• TASK DATA:
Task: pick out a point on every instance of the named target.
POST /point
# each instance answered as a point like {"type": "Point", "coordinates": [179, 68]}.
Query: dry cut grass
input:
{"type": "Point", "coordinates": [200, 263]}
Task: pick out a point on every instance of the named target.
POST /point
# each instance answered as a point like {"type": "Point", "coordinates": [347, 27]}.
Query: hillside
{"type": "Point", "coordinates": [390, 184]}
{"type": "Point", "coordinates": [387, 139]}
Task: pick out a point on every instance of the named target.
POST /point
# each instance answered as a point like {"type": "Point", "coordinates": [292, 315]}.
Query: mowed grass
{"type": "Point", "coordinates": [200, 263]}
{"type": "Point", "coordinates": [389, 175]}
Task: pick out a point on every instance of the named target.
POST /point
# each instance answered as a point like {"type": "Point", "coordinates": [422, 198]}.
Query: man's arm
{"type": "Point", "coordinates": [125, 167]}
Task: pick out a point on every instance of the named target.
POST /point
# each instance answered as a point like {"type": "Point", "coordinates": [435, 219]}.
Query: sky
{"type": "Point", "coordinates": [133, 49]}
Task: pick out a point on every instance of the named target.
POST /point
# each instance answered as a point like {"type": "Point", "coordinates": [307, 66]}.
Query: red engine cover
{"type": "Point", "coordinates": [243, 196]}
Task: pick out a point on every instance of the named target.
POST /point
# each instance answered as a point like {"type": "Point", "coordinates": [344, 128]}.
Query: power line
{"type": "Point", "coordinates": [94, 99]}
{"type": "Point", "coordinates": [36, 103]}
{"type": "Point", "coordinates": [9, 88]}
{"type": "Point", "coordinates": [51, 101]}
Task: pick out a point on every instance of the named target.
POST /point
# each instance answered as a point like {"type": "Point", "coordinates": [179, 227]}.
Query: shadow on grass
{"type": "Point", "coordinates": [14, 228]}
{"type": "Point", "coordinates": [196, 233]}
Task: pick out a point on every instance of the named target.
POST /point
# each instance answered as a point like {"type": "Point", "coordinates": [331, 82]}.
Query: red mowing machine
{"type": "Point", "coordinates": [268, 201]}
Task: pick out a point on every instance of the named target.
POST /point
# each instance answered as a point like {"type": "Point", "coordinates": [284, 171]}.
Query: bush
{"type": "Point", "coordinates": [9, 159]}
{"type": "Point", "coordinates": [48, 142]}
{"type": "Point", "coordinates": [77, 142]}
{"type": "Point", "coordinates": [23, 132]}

• PROMPT: Print all of the data exactly as it was given.

• ANSWER TO THIS EXERCISE:
Task: pick out a point on every instance of the named target.
POST /point
# each instance answered as a point like {"type": "Point", "coordinates": [179, 68]}.
Query: dry cut grass
input:
{"type": "Point", "coordinates": [200, 263]}
Task: pick out a point on every instance of the named target.
POST /point
# each instance answered as a point like {"type": "Point", "coordinates": [347, 27]}.
Query: hillside
{"type": "Point", "coordinates": [390, 184]}
{"type": "Point", "coordinates": [387, 139]}
Task: pick out a point on every instance of the named target.
POST /point
# each instance answered as a point like {"type": "Point", "coordinates": [292, 315]}.
Query: mowed grass
{"type": "Point", "coordinates": [200, 263]}
{"type": "Point", "coordinates": [389, 175]}
Task: pick out a point on every instance of the named target.
POST /point
# each instance answered as a point like {"type": "Point", "coordinates": [422, 198]}.
Query: man's arm
{"type": "Point", "coordinates": [125, 167]}
Task: pick out a point on every instance of the named target.
POST /point
# each instance answered as a point like {"type": "Point", "coordinates": [435, 219]}.
Query: sky
{"type": "Point", "coordinates": [133, 49]}
Task: pick out a point on every instance of the named target.
POST /point
# each instance answered as a point like {"type": "Point", "coordinates": [307, 66]}.
Query: red engine cover
{"type": "Point", "coordinates": [243, 196]}
Task: pick out a point on every instance of the named target.
POST /point
# each instance answered as a point like {"type": "Point", "coordinates": [344, 128]}.
Query: power line
{"type": "Point", "coordinates": [94, 99]}
{"type": "Point", "coordinates": [36, 103]}
{"type": "Point", "coordinates": [9, 88]}
{"type": "Point", "coordinates": [51, 101]}
Task: pick out a point on every instance of the named target.
POST /point
# each instance answered as a point like {"type": "Point", "coordinates": [179, 227]}.
Query: shadow on grass
{"type": "Point", "coordinates": [14, 228]}
{"type": "Point", "coordinates": [196, 233]}
Task: pick out a point on every instance of the named target.
POST /point
# each instance answered as a point like {"type": "Point", "coordinates": [331, 82]}.
Query: red mowing machine
{"type": "Point", "coordinates": [268, 201]}
Task: pick out a point on every instance of the named target.
POST /point
# each instance answered as a point like {"type": "Point", "coordinates": [284, 171]}.
Query: bush
{"type": "Point", "coordinates": [9, 159]}
{"type": "Point", "coordinates": [48, 142]}
{"type": "Point", "coordinates": [77, 142]}
{"type": "Point", "coordinates": [23, 132]}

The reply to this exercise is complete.